Grand Prix du livre de Montréal: 2025 edition
Discover the 5 works selected as finalists by the jury for this year’s Grand Prix du livre de Montréal. See if you can predict which will take top honours.
Find inspiration in the readings that captured the jury members’ hearts and minds. These works are available at your local library or in digital format. Reserve your copy today.
The 5 books that were selected as finalists:
The jury singled out the following books:
Awards, by Maxime Brillon, Les Herbes rouges

Jury’s comment
“A theatrical work of singular brilliance, at once satire on the business world and ceremony of chaos. Maxime Brillon invents a rich, comical and desperate stage language that pushes back the limits of theatre as well as those of language itself.”
Reserve (in French)
Photo credit: Katya Konioukhova
Les traits difficiles, by Evelyne de la Chenelière, Les Herbes rouges

Jury’s comment
“Souls are laid bare under Évelyne de la Chenelière’s all-but indecent gaze. Each story finds the faultline, the restrained impulse, the trembling before the fall. Immense humanity meets a vision marked by hypnotic precision: A towering work of mastery and grace.”
Reserve (in French)
Photo credit: Katya Konioukhova
The Capital of Dreams, by Heather O'Neill, HarperCollins Canada

Jury’s comment
“A luminous and cruel fable about dreams and survival. Novelist Heather O’Neill constructs a world of illusions shot through with rare political clarity. Each page reconciles pain with magic and childhood with disillusion in a language tinged with untethered grace.”
Photo credit: Julie Artacho
Soleil d'abandon, by Mathieu Rolland, Les Éditions du Boréal

Jury’s comment
“A multiple-perspective novel of great restraint, where loss and beauty clash without pathos. Mathieu Rolland captures the vital impulse that subsists in pain, with hard-edged writing and an economy of words that gives rise to poetry.”
Reserve (in French)
Photo credit: François Couture
Un carré de poussière, Olivia Tapiero, Les Éditions de la rue Dorion

Jury’s comment
“The poetry of revelation and disclosure, where each verb is embodied and laid bare. Olivia Tapiero lets out a contained cry, at once lucid and necessary, through writing that comes to terms with anger and transforms it into thought, reminding us of literature’s chief vocation—to make the human experience visible.”
Reserve (in French)

### Problems to work on
- a) In the page on the 2025 Grand Prix du livre de Montréal finalists, which finalist does the jury describe as a theatrical work?
- b) Continue the page on the 2025 Grand Prix du livre de Montréal finalists from its last line.

### Supplied material
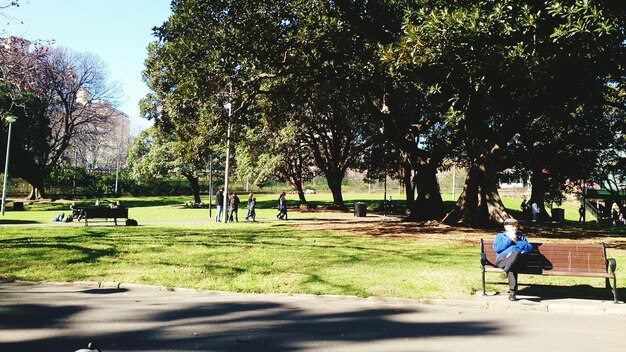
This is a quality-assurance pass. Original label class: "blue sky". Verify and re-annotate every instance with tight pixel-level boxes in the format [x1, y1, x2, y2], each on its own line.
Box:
[0, 0, 170, 135]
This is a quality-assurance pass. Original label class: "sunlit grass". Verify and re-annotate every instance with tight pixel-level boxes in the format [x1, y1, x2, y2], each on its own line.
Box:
[0, 194, 626, 298]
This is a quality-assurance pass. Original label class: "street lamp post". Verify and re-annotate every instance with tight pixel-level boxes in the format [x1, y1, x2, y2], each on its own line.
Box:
[1, 115, 17, 216]
[222, 99, 233, 223]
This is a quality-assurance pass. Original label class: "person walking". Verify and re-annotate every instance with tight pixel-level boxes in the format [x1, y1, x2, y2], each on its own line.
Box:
[246, 192, 254, 221]
[530, 201, 539, 222]
[276, 192, 287, 220]
[215, 188, 224, 222]
[250, 198, 256, 221]
[493, 219, 533, 301]
[228, 192, 239, 222]
[578, 204, 587, 222]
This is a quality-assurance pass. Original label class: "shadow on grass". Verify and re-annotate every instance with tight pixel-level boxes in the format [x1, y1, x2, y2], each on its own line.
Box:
[0, 220, 40, 225]
[0, 286, 501, 351]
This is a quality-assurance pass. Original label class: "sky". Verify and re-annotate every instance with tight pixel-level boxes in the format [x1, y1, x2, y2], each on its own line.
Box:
[0, 0, 170, 135]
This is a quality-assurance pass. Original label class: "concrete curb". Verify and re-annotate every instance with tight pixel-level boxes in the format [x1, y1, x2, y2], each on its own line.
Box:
[5, 280, 626, 316]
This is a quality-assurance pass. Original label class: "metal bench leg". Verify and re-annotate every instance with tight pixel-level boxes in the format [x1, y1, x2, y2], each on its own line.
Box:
[483, 269, 487, 296]
[604, 275, 618, 303]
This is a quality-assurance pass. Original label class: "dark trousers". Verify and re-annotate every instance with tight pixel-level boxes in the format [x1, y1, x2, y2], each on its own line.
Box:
[496, 252, 524, 294]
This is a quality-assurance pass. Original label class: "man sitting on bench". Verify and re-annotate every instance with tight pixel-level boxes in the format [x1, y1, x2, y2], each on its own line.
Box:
[493, 219, 533, 301]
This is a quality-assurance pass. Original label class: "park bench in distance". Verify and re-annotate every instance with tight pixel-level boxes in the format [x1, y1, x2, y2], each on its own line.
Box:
[79, 207, 128, 226]
[480, 239, 617, 303]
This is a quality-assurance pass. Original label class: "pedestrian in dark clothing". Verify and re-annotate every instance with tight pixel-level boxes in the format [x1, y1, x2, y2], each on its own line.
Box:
[246, 192, 254, 221]
[578, 205, 587, 222]
[228, 192, 239, 222]
[276, 192, 287, 220]
[250, 198, 256, 221]
[215, 188, 224, 222]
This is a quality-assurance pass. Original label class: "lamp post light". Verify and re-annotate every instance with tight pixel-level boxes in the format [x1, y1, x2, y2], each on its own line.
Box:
[0, 115, 17, 216]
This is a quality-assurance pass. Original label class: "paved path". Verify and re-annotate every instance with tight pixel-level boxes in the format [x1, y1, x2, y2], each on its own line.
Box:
[0, 283, 626, 352]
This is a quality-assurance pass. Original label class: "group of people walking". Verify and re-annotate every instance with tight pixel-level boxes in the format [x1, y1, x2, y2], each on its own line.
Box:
[215, 188, 256, 222]
[215, 188, 287, 222]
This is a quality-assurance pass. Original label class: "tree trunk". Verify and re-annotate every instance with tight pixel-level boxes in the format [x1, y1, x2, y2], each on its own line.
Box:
[528, 168, 550, 221]
[443, 157, 509, 227]
[326, 172, 346, 209]
[183, 173, 202, 203]
[402, 164, 415, 209]
[293, 177, 307, 205]
[407, 164, 444, 221]
[26, 181, 47, 200]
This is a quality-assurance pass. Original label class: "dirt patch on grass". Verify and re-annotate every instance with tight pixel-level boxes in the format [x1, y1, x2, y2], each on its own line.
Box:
[295, 216, 626, 251]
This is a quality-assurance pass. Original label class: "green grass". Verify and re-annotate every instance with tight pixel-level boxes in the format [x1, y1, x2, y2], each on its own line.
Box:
[0, 222, 478, 298]
[0, 194, 626, 299]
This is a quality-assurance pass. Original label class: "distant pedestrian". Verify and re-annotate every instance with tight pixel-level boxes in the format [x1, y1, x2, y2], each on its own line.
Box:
[530, 201, 539, 222]
[578, 204, 587, 222]
[215, 188, 224, 222]
[246, 192, 254, 221]
[519, 198, 528, 216]
[228, 192, 239, 222]
[250, 198, 256, 221]
[276, 192, 287, 220]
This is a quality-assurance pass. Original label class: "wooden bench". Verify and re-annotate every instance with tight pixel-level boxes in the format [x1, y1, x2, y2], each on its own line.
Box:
[76, 207, 128, 226]
[480, 239, 617, 303]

### Solved tasks
- a) Awards, by Maxime Brillon

- b)
Photo credit: Clara Houeix
Jury selection
In addition to the finalists, the following 5 books were included in the jury selection:
Une histoire silencieuse, by Alexandra Boilard-Lefebvre, La Peuplade

Jury’s comment
“A story about listening and kinship in which the author resurrects the memory of a forgotten woman. Drawing on fragments and accounts, Alexandra Boilard-Lefebvre creates a space for a true and vibrant discourse, with unspoken political and poetic power.”
Reserve (in French)
Photo credit: Laurence Perreault-Brière
Voyage à la villa du jardin secret, by J. P. Chabot, Le Quartanier

Jury’s comment
“A hybrid text, between novel and essay, on friendship, vulnerability and care. J.P. Chabot pairs intellectual rigour with tenderness, exploring the fragility of bodies and relationships through writing that is clear, ethical and profoundly human.”
Reserve (in French)
Photo credit: Justine Latour, © Le Quartanier
Veuve Chose, by Michael Delisle, Les Éditions du Boréal

Jury’s comment
“In a nameless totalitarian regime, Michael Delisle orchestrates an intimate resistance with finely honed precision. His diction, at once sober and vibrant, explores the shadowy space between justice and desire in this dark human tale of stubborn subsistence.”
Reserve (in French)
Photo credit: Julien Faugère
Vueltas. Affects diasporiques, by Nicholas Dawson, Éditions Nota bene

Jury’s comment
“A moving fresco where the interplay between memory, exile and kinship finds expression in a labyrinth of echoes and mirrors. Nicolas Dawson spans the space between language and injury to reconstitute a shattered identity in a work of astonishing richness and sincerity.”
Reserve (in French)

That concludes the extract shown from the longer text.